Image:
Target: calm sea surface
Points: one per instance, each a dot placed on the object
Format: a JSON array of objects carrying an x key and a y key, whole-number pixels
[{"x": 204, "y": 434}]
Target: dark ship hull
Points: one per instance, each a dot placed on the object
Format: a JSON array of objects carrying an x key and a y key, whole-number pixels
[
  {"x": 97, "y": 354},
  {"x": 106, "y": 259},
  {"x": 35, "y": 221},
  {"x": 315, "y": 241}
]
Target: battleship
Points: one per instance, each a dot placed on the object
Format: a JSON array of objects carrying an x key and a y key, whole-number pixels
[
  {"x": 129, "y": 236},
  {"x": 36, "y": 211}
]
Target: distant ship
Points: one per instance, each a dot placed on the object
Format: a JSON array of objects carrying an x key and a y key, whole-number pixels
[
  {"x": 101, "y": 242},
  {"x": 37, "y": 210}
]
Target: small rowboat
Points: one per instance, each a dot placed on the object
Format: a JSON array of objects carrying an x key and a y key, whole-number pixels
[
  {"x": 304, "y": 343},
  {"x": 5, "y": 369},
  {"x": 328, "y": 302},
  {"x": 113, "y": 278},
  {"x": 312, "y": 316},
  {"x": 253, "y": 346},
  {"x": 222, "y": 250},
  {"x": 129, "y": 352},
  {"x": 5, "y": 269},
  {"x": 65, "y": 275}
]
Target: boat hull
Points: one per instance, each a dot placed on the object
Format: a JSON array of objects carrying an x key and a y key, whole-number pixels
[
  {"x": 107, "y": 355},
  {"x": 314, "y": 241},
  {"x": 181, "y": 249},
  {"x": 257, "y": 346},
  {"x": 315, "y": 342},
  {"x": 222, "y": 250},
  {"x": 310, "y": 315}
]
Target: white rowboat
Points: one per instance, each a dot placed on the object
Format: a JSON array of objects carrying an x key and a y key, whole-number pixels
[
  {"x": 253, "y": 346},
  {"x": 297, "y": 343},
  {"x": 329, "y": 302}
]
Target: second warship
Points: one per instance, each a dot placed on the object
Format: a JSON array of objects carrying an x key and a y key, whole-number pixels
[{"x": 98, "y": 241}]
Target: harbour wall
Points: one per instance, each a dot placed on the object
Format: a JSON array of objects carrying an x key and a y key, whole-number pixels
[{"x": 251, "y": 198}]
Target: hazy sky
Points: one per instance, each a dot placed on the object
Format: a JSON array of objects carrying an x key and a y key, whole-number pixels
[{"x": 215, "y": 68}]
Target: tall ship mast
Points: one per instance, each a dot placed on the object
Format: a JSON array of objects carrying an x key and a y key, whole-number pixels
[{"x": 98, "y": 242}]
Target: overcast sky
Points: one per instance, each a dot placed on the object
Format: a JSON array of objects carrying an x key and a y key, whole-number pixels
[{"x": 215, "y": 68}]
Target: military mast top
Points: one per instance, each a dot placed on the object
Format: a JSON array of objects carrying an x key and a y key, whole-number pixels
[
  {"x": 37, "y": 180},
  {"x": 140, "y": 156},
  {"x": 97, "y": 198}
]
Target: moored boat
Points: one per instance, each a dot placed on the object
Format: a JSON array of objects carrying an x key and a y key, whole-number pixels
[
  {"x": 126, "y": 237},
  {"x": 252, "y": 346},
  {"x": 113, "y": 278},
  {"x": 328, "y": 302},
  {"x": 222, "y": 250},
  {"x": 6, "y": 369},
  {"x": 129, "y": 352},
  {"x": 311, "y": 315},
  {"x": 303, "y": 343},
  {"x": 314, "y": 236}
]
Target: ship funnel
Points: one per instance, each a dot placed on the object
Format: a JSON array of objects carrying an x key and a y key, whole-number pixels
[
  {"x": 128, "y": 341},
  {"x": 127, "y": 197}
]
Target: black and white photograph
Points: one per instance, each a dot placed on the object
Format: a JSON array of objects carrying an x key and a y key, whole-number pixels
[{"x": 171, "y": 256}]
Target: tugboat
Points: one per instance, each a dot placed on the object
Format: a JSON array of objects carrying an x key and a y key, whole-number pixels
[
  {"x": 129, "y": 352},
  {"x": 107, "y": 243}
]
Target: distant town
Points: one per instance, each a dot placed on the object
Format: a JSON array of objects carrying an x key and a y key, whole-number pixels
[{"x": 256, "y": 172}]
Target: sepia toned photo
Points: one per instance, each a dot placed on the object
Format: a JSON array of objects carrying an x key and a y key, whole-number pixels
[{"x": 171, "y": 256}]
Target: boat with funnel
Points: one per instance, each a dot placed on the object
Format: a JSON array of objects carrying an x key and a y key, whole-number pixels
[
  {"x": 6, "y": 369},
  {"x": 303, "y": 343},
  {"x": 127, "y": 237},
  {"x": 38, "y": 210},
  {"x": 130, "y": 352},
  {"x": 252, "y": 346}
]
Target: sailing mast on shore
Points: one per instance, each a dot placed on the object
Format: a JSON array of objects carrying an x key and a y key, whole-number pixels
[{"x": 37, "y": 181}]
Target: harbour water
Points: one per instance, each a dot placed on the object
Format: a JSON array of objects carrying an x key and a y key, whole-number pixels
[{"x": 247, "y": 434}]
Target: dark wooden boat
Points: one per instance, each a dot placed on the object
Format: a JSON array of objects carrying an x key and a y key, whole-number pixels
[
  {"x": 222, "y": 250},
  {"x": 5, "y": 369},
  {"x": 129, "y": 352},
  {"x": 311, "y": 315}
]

▬▬▬▬▬▬▬▬▬▬

Transcribe nothing except the lines from the one with "Target: sailing mast on shore" through the end of the data above, each exactly as it appears.

Solution:
Target: sailing mast on shore
Points: one per instance, each a dot placed on the object
Format: a JSON array of objects carrying an x key and a y key, whole-number pixels
[{"x": 37, "y": 181}]
Target: harbour water
Points: one per instance, each a dot placed on the object
Format: a JSON array of objects carrying an x key and a y key, whole-number pixels
[{"x": 247, "y": 434}]
Target: dark wooden boat
Points: one per instance, each a dot placed on the object
Format: a JSON array of objects carrying an x key and a y key, whole-number pixels
[
  {"x": 222, "y": 250},
  {"x": 5, "y": 369},
  {"x": 129, "y": 352},
  {"x": 311, "y": 315}
]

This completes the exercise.